▸ GOAL OF THE EXERCISE: Produce an exact transcription of the listing below, omitting the pictures.

▸ DATA:
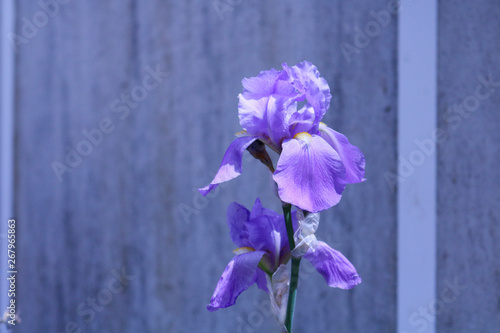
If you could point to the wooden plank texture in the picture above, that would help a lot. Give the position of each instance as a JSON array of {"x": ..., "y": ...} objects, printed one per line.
[
  {"x": 130, "y": 206},
  {"x": 468, "y": 272}
]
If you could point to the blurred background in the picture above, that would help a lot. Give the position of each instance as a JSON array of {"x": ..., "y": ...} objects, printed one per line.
[{"x": 115, "y": 112}]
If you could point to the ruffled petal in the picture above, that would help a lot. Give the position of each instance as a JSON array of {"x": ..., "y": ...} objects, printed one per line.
[
  {"x": 352, "y": 157},
  {"x": 265, "y": 233},
  {"x": 309, "y": 174},
  {"x": 231, "y": 163},
  {"x": 261, "y": 85},
  {"x": 252, "y": 115},
  {"x": 239, "y": 275},
  {"x": 237, "y": 218},
  {"x": 307, "y": 80},
  {"x": 335, "y": 268}
]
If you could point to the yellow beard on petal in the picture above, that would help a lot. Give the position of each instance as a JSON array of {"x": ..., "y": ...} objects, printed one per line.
[
  {"x": 244, "y": 249},
  {"x": 303, "y": 136}
]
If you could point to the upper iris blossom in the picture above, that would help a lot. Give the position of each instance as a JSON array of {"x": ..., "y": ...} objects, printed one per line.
[
  {"x": 263, "y": 248},
  {"x": 284, "y": 109}
]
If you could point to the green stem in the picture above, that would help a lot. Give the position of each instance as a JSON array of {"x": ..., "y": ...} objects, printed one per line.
[{"x": 294, "y": 279}]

▸ WRITTEN RESPONSE:
If you could point to the wooden plank texture in the picture above, that would help a lot. Give the position of each instance as a JSON array of {"x": ..., "y": ...} objects, printed one per line.
[
  {"x": 130, "y": 206},
  {"x": 468, "y": 272}
]
If you could point to the blurred background in the picture above, that would help a lot. Give the position of each instance as a JSON array of {"x": ..., "y": ...} objects, printed one per line.
[{"x": 115, "y": 112}]
If you could point to the ruffled petal in the picture above, that would help a lot. Give the position of each instance as a JSON array of {"x": ..., "y": ...} objects, printed one per line.
[
  {"x": 352, "y": 157},
  {"x": 265, "y": 233},
  {"x": 309, "y": 174},
  {"x": 231, "y": 163},
  {"x": 261, "y": 85},
  {"x": 252, "y": 115},
  {"x": 239, "y": 275},
  {"x": 237, "y": 218},
  {"x": 307, "y": 80},
  {"x": 335, "y": 268}
]
If you could point to the yellow beard on petal in the picture above, that would help a lot. Give the position of each instance as a JSON array of {"x": ..., "y": ...} objects, printed one per line.
[
  {"x": 244, "y": 249},
  {"x": 303, "y": 136}
]
If you could point to the upper iris blossom in the picture above, that would help a lot. Give the position of each instance as a JSON array of {"x": ..., "y": ...} objects, printed one per line.
[
  {"x": 263, "y": 248},
  {"x": 284, "y": 109}
]
If you could point to the green stem in the picture above, that would help a lot. Give the position of each instance as a JSON array of {"x": ..., "y": ...} objects, printed one per line.
[{"x": 294, "y": 279}]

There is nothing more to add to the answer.